■ Exercise instructions: Set down the data below once more, precisely as it reads.

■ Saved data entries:
────────────────

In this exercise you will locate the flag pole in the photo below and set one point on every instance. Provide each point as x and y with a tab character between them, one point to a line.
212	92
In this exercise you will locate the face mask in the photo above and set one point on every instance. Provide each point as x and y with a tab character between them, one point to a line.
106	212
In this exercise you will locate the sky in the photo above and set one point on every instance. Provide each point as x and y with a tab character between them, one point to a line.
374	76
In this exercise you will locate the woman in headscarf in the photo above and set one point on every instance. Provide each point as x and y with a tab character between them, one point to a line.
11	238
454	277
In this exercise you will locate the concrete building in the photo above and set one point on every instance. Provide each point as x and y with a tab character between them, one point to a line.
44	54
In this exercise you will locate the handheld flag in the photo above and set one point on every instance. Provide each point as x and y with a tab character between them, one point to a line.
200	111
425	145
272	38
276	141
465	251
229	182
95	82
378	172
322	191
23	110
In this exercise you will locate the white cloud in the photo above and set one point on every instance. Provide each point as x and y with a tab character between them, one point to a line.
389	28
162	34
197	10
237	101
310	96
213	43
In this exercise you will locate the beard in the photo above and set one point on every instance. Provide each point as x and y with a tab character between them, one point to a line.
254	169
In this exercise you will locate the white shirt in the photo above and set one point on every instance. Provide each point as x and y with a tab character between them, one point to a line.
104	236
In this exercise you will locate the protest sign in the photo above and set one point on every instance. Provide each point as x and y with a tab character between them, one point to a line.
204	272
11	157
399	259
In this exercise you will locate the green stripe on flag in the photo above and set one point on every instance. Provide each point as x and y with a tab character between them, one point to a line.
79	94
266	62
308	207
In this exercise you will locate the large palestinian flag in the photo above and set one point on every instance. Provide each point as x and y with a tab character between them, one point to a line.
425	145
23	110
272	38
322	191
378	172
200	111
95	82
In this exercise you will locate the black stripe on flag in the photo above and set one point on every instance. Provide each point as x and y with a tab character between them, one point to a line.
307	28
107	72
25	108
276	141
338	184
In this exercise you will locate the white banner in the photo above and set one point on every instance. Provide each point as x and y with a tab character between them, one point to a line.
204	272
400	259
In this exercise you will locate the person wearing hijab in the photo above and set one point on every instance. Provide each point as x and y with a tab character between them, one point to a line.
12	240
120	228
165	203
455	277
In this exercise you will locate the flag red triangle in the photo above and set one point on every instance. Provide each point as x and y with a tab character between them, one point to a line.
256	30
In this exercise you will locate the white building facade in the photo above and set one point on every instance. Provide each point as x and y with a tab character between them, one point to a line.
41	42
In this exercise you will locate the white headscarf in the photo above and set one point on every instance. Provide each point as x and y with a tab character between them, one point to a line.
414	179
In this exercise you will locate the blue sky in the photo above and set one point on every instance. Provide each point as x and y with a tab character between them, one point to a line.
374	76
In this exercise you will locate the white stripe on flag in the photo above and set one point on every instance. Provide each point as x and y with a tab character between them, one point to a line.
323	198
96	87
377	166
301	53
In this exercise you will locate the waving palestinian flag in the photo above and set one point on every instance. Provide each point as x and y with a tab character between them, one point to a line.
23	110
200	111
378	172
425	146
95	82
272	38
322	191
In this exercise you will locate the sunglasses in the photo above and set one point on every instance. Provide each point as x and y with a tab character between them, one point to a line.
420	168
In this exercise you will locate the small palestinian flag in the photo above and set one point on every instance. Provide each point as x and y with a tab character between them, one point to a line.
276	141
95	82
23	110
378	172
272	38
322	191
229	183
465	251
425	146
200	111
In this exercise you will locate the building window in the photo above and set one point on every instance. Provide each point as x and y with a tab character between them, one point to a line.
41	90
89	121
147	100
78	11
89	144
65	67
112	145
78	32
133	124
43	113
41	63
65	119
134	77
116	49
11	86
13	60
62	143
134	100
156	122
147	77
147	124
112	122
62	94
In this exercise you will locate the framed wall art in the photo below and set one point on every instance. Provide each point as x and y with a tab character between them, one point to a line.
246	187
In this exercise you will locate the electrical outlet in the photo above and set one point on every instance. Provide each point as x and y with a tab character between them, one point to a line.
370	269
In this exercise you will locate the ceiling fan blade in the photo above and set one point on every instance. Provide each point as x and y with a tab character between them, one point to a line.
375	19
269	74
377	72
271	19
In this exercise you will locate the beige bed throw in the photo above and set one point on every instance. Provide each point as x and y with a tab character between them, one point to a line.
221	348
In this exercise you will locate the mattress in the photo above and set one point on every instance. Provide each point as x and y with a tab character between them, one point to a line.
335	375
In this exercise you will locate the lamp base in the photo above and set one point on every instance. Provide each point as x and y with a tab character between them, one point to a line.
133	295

────────────────

■ Result:
In this exercise you will locate the flag pole in the photo below and set one point on every instance. Provide each point as x and y with a tab character between them, one point to a line.
212	92
In this exercise you will locate the face mask in the photo above and set one point on every instance. Provide each point as x and y with a tab character between them, one point to a line.
106	212
In this exercise you will locate the sky in the photo above and set one point on every instance. Provide each point as x and y with a tab character between them, one point to a line.
374	76
In this exercise you will locate the woman in headscarf in the photo above and set one point on every instance. Provide each point as x and y with a tab character between them, one point to a line.
11	238
454	277
In this exercise you will locate the concrete building in the photo above and set one point on every instance. Provide each point as x and y with a tab character between them, one point to a line.
44	54
In this exercise you will locate the handheld flag in the photo above and set one point on every instance. Provide each point as x and y with a tab character between them, one point to a line.
200	111
425	145
272	38
276	141
465	251
229	182
95	82
378	172
322	191
23	110
In this exercise you will locate the white cloud in the photo above and set one point on every instance. Provide each point as x and y with a tab character between them, one point to a line.
389	28
162	34
197	10
237	101
310	96
213	43
In this exercise you will locate the beard in the photo above and set one point on every instance. Provide each point as x and y with a tab character between them, one point to a line.
254	169
In this exercise you will locate the white shirt in the photo above and set one point on every instance. Provide each point as x and y with a tab character between them, one point to a line.
104	236
In this exercise you will locate the protest sign in the photo above and set one point on every instance. Provide each point as x and y with a tab character between them, one point to a line.
204	272
11	157
399	259
In this exercise you will locate the green stripe on flag in the photo above and set one point on every instance. Provide each point as x and y with a tab character between them, one point to a line.
79	94
266	62
308	207
In this exercise you will locate the large palestinian flag in the photo above and set one point on every instance. Provide each point as x and y with a tab character between them, one point to a line.
425	145
23	110
272	38
322	191
378	172
200	111
95	82
In this exercise you will locate the black stripe on flag in the photo above and set one point on every instance. Provide each point as x and y with a tab character between them, one point to a line.
307	28
107	72
25	108
276	141
338	184
In this exercise you will locate the white banner in the photo above and set one point on every instance. Provide each point as x and y with a tab character between them, one point to a line.
204	272
400	259
In this exercise you will locate the person wearing hijab in the photo above and set one point on every instance. Provide each point as x and y with a tab character between them, one point to a line.
12	240
120	228
165	203
455	277
In this exercise you will locate the flag red triangle in the photo above and set one point on every instance. Provide each point as x and y with a tab character between them, one point to a line.
256	30
In this exercise you will locate the white building facade in the photo above and set one point on every instance. Provide each point as x and y with a tab character between them, one point to a line.
41	42
In this exercise you will locate the white headscarf in the photo above and set one point on every instance. Provide each point as x and y with a tab character between them, one point to a line.
414	179
In this exercise you will locate the blue sky in the photo above and set one point on every instance. Provide each point as x and y with a tab character between them, one point to a line.
374	76
In this exercise you will locate the white stripe on flag in the photo above and set one point on every instance. Provide each point as x and y with a tab character between them, one point to a line.
323	198
96	87
377	166
301	53
In this exercise you will locate the waving palestinian flag in the photo above and set one point on every instance. Provide each point as x and y with a tab character between them, one point to a line.
23	110
200	111
378	172
425	146
95	82
272	38
322	191
In this exercise you will locate the sunglasses in the photo above and set one point on every instance. Provide each point as x and y with a tab character between them, one point to a line.
420	168
In this exercise you will locate the small palestinian flag in the photo above and set one point on every instance. Provide each point as x and y with a tab character between them, one point to a line.
276	141
95	82
23	110
378	172
272	38
322	191
229	183
465	251
425	146
200	111
In this exercise you will locate the building window in the photo above and set one point on every instance. Provide each point as x and y with a tab character between them, one point to a line.
41	90
89	121
147	100
78	11
89	144
65	67
112	145
78	32
133	124
43	113
41	63
65	119
134	77
116	49
11	86
13	60
62	143
134	100
156	122
147	77
147	124
112	122
62	94
In this exercise you will locate the framed wall art in the photo below and set one point on every instance. Provide each point as x and y with a tab character between them, one point to a line.
246	187
In this exercise you will locate the electrical outlet in the photo above and set one point on every instance. Provide each point as x and y with a tab character between them, one point to a line.
370	269
In this exercise you will locate the ceiling fan blade in the photo above and set one point on every instance. Provide each point as x and y with a tab character between them, one point to a line.
375	19
269	74
377	72
271	19
In this exercise you will locate the beige bed throw in the photo above and set one point on every instance. Provide each point as x and y with a tab character between them, one point to a line.
221	348
In this exercise you will locate the mattress in the photo above and set one point on every instance. Provide each point as x and y with a tab character between them, one point to a line.
335	375
In this exercise you will locate the lamp base in the photo above and set one point on every instance. Provide each point as x and y with a tab character between them, one point to a line.
133	295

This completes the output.